-- start of Data supplied --

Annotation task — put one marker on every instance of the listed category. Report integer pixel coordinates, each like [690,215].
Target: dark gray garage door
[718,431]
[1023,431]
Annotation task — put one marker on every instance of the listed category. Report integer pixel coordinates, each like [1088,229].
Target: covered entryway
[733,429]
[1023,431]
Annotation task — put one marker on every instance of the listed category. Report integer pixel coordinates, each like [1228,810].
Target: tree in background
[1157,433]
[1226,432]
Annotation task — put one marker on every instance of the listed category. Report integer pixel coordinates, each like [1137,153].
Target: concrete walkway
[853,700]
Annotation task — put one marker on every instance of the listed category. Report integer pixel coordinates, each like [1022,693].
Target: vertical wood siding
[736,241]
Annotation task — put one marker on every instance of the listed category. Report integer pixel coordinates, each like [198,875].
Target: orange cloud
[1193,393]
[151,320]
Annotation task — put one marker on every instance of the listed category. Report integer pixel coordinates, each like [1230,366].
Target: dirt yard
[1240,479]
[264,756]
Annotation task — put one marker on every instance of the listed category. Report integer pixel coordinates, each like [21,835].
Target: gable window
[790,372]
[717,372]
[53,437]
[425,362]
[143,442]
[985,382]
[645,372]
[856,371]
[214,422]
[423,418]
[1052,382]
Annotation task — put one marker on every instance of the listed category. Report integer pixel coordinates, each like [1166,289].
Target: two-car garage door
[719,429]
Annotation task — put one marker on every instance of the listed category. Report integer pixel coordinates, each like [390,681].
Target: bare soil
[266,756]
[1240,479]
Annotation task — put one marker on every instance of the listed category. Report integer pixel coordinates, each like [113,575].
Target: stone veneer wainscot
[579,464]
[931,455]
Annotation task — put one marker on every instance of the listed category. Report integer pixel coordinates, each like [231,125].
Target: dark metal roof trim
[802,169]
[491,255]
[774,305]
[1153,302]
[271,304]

-- end of Data supplied --

**Set task**
Quote every line from the line containing "each like [1166,289]." through the closing line of the listing, including both.

**Answer to this exercise**
Annotation task — put one marker on every instance of the listed category. Report integer pixel coordinates, each like [1166,289].
Target: two-car garage door
[719,429]
Annotation task — put one marker on every instance of the listed category. Report integer pixel coordinates, each like [390,681].
Target: bare soil
[266,756]
[1240,479]
Annotation task — put one marker on every instance of the listed category. Report integer pixel coordinates, each like [113,575].
Target: stone veneer wainscot
[579,464]
[931,455]
Annotation task — put one marker on every instance of the listed category. Report integer pixel coordinates, each like [231,125].
Target: dark metal roof trim
[802,169]
[491,255]
[774,305]
[1153,302]
[271,304]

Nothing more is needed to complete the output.